▸ Set task A
Count the lines in the records that contain the string "foliage", treating case as significant, and reply with the number alone.
····················
Shin Bo-ra (; born April 30, 1993), previously known by her stage name Hana (), is a South Korean singer, songwriter and actress. She is also a former member and leader of Gugudan. Following the group's disbandment, she is currently active as an actress.

Early life
Shin was born on April 30, 1993, in  Bucheon, Gyeonggi Province, South Korea. She graduated from Seokyeong University.

Career

Pre-debut
Shin made a cameo in  High School King of Savvy as a high school girl in 2014 before her debut with Gugudan.

2016–present: Gugudan and acting debut

Shin was revealed as a member of Jellyfish Entertainment's upcoming girl group on June 14, 2016. On June 22, it was confirmed that Gugudan were making their debut with a "mermaid" concept. The highlight medley of the group's debut mini-album was released on June 24. Shin debuted with Gugudan on June 28, 2016, with the mini-album, Act. 1 The Little Mermaid, with "Wonderland" as the title song. Shin made a cameo in  Children of the 20th Century in 2017. She participated in the soundtrack for the OCN television series My First Love with the track "Throbbing Weather".
····················
▸ Set task B
Translate this sentence from the Shin Bo-ra biography into Spanish: "Following the group's disbandment, she is currently active as an actress."

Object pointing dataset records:
····················
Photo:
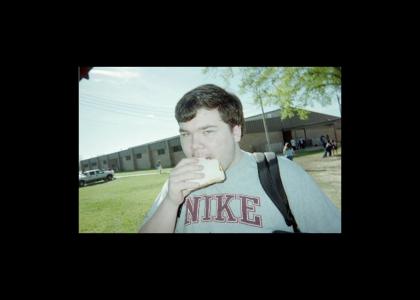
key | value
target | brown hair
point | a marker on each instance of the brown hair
(210, 96)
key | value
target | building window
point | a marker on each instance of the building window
(176, 148)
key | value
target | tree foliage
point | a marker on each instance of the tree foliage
(292, 88)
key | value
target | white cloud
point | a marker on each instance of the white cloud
(120, 73)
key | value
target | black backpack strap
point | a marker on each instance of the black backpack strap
(268, 172)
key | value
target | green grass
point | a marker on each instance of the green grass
(119, 205)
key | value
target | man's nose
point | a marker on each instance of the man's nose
(196, 142)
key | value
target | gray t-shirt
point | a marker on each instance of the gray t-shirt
(240, 205)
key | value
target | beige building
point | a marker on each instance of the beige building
(169, 151)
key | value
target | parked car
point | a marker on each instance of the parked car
(95, 175)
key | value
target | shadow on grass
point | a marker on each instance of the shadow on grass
(96, 183)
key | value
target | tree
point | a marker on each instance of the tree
(292, 88)
(80, 162)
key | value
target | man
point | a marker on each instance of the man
(211, 125)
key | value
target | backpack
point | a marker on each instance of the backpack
(268, 172)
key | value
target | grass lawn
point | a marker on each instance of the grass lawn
(119, 206)
(325, 171)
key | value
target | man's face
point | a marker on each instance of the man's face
(208, 136)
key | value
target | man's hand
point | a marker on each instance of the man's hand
(179, 185)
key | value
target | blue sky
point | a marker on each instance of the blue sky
(123, 107)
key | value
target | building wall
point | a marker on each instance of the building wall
(177, 156)
(257, 142)
(127, 165)
(113, 162)
(143, 163)
(103, 165)
(251, 142)
(165, 159)
(314, 133)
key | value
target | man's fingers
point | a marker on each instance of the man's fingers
(188, 168)
(186, 177)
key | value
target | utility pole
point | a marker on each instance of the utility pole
(339, 104)
(265, 126)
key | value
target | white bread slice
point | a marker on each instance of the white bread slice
(213, 172)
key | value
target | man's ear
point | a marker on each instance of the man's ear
(237, 132)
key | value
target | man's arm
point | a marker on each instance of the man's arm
(179, 185)
(164, 219)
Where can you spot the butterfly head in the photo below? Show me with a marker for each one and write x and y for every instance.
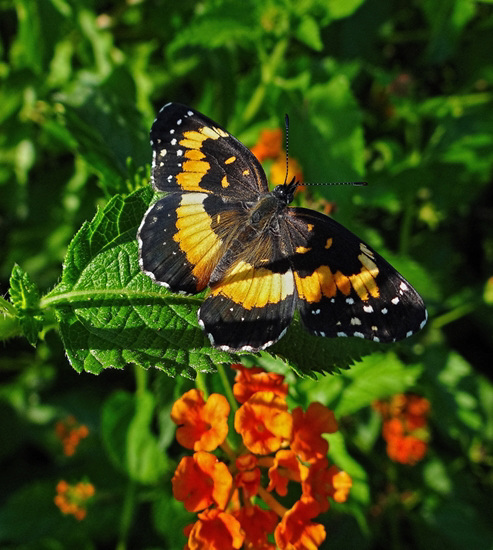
(285, 191)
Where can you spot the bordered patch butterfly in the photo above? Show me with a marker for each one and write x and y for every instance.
(220, 226)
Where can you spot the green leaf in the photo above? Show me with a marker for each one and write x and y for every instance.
(339, 10)
(128, 439)
(375, 377)
(25, 297)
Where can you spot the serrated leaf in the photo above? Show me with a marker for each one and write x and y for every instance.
(111, 314)
(24, 295)
(128, 439)
(308, 32)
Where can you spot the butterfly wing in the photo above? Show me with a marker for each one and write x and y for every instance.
(344, 287)
(192, 153)
(209, 176)
(252, 304)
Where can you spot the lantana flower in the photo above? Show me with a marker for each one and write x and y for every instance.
(405, 427)
(202, 426)
(73, 499)
(236, 506)
(70, 432)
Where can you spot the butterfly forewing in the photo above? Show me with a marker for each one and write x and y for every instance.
(219, 226)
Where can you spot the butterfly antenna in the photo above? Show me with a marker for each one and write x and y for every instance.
(355, 183)
(286, 126)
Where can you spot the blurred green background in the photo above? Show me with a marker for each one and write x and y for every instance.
(398, 93)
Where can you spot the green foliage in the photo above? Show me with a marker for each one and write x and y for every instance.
(397, 93)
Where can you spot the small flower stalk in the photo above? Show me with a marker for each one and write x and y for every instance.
(74, 499)
(70, 433)
(240, 495)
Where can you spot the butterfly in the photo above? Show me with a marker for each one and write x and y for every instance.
(219, 226)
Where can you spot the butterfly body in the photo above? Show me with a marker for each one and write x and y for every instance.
(220, 226)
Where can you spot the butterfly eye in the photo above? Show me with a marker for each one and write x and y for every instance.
(256, 216)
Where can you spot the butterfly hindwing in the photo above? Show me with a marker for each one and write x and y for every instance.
(183, 236)
(192, 153)
(253, 302)
(219, 226)
(344, 287)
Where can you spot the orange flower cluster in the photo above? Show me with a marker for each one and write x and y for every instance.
(278, 445)
(405, 427)
(70, 432)
(269, 147)
(73, 499)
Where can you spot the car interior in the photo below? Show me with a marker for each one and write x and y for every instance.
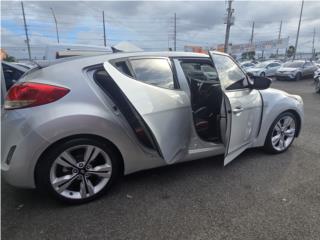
(11, 75)
(206, 97)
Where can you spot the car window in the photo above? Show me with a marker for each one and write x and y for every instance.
(123, 67)
(155, 71)
(230, 75)
(201, 70)
(11, 75)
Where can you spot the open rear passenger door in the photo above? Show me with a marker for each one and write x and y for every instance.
(243, 106)
(166, 113)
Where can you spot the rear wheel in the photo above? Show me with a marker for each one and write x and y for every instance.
(281, 133)
(78, 170)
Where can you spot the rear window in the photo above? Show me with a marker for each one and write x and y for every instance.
(123, 67)
(154, 71)
(293, 64)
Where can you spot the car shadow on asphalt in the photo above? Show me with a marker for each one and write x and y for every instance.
(162, 177)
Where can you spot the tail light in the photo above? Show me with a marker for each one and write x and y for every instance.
(29, 94)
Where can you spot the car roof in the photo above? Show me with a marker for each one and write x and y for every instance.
(92, 60)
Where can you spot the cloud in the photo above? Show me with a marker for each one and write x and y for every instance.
(149, 24)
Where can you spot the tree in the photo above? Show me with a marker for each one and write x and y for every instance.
(248, 55)
(290, 51)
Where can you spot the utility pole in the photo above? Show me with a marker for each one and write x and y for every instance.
(279, 37)
(252, 32)
(175, 32)
(55, 20)
(104, 30)
(229, 23)
(26, 31)
(297, 38)
(313, 49)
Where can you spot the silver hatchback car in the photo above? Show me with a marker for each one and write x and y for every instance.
(72, 128)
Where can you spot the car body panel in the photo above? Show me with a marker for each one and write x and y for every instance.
(87, 110)
(268, 70)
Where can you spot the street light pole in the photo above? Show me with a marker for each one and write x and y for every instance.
(228, 23)
(279, 37)
(297, 38)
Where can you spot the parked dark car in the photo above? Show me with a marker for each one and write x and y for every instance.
(316, 79)
(296, 70)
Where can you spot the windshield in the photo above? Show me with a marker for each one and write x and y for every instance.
(293, 64)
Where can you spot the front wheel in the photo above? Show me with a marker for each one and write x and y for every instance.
(281, 133)
(78, 170)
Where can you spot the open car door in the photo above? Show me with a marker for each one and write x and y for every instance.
(243, 106)
(165, 112)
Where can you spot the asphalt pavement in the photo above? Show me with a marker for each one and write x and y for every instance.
(257, 196)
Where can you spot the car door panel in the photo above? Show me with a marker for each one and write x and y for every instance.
(166, 112)
(244, 109)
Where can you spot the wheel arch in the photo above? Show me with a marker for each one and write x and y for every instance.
(56, 143)
(298, 117)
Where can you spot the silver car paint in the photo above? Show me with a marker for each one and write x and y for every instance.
(33, 130)
(268, 71)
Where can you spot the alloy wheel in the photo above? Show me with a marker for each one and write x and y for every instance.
(317, 85)
(80, 172)
(283, 133)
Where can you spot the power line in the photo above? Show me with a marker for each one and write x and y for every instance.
(104, 30)
(229, 22)
(252, 32)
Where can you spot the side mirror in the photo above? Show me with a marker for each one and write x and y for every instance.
(260, 83)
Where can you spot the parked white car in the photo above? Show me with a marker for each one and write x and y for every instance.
(267, 68)
(84, 122)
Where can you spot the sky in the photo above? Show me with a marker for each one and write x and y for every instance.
(150, 24)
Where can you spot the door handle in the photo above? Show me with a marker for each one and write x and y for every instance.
(238, 109)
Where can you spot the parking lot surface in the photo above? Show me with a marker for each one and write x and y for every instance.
(257, 196)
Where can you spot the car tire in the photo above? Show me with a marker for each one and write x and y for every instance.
(90, 184)
(271, 145)
(298, 77)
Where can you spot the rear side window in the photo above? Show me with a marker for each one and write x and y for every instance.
(155, 71)
(230, 75)
(123, 67)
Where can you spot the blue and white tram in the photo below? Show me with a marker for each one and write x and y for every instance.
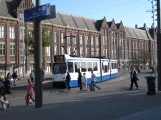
(64, 63)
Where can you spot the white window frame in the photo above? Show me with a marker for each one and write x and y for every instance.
(12, 32)
(2, 28)
(12, 49)
(48, 51)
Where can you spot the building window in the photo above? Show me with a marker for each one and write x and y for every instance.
(2, 49)
(81, 51)
(62, 37)
(12, 49)
(86, 40)
(68, 38)
(96, 40)
(12, 32)
(55, 36)
(91, 40)
(62, 50)
(2, 31)
(48, 51)
(68, 50)
(81, 39)
(74, 39)
(22, 33)
(103, 40)
(55, 50)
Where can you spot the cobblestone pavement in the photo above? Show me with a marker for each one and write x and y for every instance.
(113, 102)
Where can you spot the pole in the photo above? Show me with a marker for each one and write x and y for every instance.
(159, 45)
(38, 61)
(155, 56)
(100, 58)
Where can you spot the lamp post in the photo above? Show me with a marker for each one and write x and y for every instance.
(38, 61)
(154, 32)
(159, 44)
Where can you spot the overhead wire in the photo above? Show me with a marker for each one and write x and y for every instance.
(105, 9)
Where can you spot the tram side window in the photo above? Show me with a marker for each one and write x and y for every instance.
(83, 67)
(114, 65)
(77, 66)
(70, 67)
(106, 68)
(95, 68)
(89, 64)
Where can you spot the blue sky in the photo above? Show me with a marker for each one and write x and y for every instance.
(131, 12)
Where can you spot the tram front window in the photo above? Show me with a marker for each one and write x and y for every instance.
(59, 68)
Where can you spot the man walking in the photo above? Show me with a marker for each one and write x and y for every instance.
(80, 80)
(93, 80)
(5, 104)
(84, 81)
(68, 78)
(14, 76)
(133, 76)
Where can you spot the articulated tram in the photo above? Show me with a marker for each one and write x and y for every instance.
(65, 63)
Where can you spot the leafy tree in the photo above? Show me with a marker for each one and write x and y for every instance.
(30, 42)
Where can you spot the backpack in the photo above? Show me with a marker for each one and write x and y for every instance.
(7, 86)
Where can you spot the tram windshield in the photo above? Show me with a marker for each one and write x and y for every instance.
(59, 68)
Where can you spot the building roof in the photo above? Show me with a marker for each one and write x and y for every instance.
(137, 33)
(8, 7)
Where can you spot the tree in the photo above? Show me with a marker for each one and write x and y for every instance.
(143, 57)
(30, 41)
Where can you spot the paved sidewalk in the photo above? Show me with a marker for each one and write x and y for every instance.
(150, 114)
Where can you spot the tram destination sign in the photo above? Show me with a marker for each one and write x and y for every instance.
(37, 13)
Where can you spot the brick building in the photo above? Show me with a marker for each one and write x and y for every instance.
(117, 41)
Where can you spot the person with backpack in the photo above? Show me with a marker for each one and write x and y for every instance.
(80, 80)
(5, 104)
(32, 76)
(14, 76)
(84, 81)
(68, 78)
(30, 92)
(93, 82)
(134, 78)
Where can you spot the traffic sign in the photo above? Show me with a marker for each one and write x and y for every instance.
(36, 13)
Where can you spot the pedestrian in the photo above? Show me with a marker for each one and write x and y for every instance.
(68, 78)
(5, 104)
(14, 76)
(32, 76)
(30, 92)
(80, 80)
(84, 81)
(134, 78)
(93, 82)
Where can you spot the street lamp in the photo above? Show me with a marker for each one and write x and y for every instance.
(154, 32)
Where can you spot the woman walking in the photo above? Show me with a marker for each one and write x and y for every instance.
(30, 92)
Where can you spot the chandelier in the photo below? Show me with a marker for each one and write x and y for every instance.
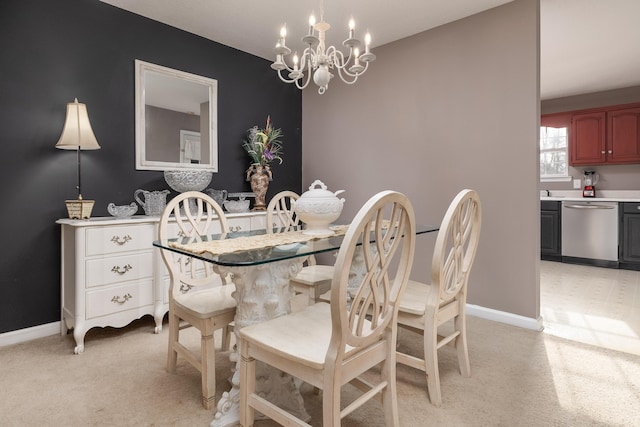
(319, 60)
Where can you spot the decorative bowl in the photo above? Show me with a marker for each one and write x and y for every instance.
(318, 208)
(122, 211)
(236, 206)
(188, 180)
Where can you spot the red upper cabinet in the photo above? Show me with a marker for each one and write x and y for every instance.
(623, 136)
(605, 136)
(587, 145)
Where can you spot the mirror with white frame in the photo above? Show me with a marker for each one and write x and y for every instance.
(176, 119)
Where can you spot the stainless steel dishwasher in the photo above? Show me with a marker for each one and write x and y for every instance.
(590, 230)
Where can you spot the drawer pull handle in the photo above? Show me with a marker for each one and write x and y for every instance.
(116, 269)
(125, 298)
(120, 242)
(184, 288)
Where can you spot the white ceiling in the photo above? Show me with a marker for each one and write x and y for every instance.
(586, 45)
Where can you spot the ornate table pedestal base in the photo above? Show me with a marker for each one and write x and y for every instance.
(262, 293)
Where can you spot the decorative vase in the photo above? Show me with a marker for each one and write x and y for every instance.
(259, 176)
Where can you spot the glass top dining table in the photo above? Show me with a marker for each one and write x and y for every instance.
(262, 254)
(260, 266)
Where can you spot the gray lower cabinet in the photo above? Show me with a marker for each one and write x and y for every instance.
(550, 231)
(630, 236)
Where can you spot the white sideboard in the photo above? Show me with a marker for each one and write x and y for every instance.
(111, 274)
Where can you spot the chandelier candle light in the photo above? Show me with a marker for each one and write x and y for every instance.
(318, 60)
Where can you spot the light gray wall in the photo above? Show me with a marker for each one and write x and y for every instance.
(618, 177)
(451, 108)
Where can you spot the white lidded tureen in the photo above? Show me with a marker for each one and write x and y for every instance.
(318, 208)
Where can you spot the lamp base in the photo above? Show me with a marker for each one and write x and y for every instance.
(80, 208)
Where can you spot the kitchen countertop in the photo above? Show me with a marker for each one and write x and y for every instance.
(601, 196)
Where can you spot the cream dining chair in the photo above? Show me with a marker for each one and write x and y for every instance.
(330, 345)
(314, 279)
(198, 296)
(425, 307)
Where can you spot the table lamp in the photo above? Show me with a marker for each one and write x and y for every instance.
(78, 135)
····················
▸ Exercise result A
3

▸ Exercise result B
Tras la disolución del grupo, actualmente está activa como actriz.